» **Given exercise**: In the coding standard, could you rename "row_index" to "row_number" and give the passage again, starting at "(code should pass" and ending at "print(mtcars[row_index, ])"?

-- start of Text provided --

-
Notifications
You must be signed in to change notification settings - Fork 0
diseasy coding standard
The diseasy coding standard closely follows (in large parts) the tidyverse style with some clarifications / deviations.
(code should pass devtools::lint() with no issues)
We also like The Zen of Python.
Keeping a maximum line length of 80 character is an old convention from a time where widescreen monitors were much less widespread. In order of keeping up with the times, a lines of up to 120 characters in length is accepted.
We perfer variable names to be concise yet unambiguous.
Good:
start_date <- as.Date("2020-01-01")
for (row_index = seq_len(10)) {
print(mtcars[row_index, ])
}
first_day_of_the_month # Not ambiguous
Bad:
sd <- as.Date("2020-01-01")
for (i = seq(10)) {
print(mtcars[i, ])
}
day_one # This is not clear what it is the day one of.
We prefer to validate input to functions and provide easily understood feedback to the user
Good:
do_something <- function(character_variable, character_vector_variable, date_variable) {
coll <- checkmate::makeAssertCollection()
checkmate::assert_character(character_variable, len = 1, add = coll)
checkmate::assert_character(character_variable, add = coll)
checkmate::assert_date(date_variable, lower = as.Date("2020-01-01"), add = coll)
checkmate::reportAssertions(coll)
...
}
Bad:
do_something <- function(character_variable, character_vector_variable, date_variable) {
stopifnot(is.character(character_variable) && length(character_variable) == 1)
stopifnot(is.character(character_variable))
stopifnot(inherits(date_variable, "Date"))
stopifnot(date_variable >= as.Date("2020-01-01"))
...
}
Code should use the minimum nesting needed.

-- end of Text provided --
-- start of Given entries --

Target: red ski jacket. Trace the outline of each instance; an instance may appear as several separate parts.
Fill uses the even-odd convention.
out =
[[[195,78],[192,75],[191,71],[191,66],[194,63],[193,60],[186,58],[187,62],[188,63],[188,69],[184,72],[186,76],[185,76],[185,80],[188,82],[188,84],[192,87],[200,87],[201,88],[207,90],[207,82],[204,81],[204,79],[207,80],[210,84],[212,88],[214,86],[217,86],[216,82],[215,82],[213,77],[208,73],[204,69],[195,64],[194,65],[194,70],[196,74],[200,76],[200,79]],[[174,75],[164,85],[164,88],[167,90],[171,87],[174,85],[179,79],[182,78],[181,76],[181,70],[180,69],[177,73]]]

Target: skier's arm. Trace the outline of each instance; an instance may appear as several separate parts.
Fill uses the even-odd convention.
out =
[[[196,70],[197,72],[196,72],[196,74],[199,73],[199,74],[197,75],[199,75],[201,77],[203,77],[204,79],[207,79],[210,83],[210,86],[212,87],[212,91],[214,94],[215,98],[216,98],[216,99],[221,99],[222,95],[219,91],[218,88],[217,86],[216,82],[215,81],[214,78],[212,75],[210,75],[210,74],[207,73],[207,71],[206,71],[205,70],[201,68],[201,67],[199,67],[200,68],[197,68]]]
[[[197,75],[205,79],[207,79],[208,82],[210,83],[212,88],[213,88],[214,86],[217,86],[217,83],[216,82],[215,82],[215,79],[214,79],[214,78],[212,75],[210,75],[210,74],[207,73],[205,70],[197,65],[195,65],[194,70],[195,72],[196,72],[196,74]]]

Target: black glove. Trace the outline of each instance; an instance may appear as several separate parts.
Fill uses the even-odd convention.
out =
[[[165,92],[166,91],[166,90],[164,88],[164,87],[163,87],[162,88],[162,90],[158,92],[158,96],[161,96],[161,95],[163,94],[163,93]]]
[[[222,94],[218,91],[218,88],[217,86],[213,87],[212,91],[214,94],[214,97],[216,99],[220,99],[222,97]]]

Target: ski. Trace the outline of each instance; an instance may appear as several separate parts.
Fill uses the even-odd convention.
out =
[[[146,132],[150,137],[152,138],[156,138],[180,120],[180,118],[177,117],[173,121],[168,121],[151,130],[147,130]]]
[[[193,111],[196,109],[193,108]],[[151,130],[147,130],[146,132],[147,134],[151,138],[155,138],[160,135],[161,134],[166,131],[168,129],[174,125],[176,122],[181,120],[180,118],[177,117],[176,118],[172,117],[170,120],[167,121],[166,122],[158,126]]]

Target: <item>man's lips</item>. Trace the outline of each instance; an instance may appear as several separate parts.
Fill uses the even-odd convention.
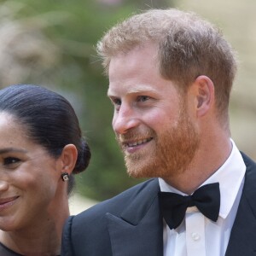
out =
[[[147,143],[150,142],[153,139],[153,137],[148,137],[148,138],[144,138],[144,139],[139,139],[139,140],[133,140],[132,142],[122,142],[122,145],[125,146],[125,148],[134,148],[140,146],[142,144]]]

-- end of Given entries --

» **Task solution**:
(code should pass devtools::lint() with no issues)
We also like The Zen of Python.
Keeping a maximum line length of 80 character is an old convention from a time where widescreen monitors were much less widespread. In order of keeping up with the times, a lines of up to 120 characters in length is accepted.
We perfer variable names to be concise yet unambiguous.
Good:
start_date <- as.Date("2020-01-01")
for (row_number = seq_len(10)) {
print(mtcars[row_number, ])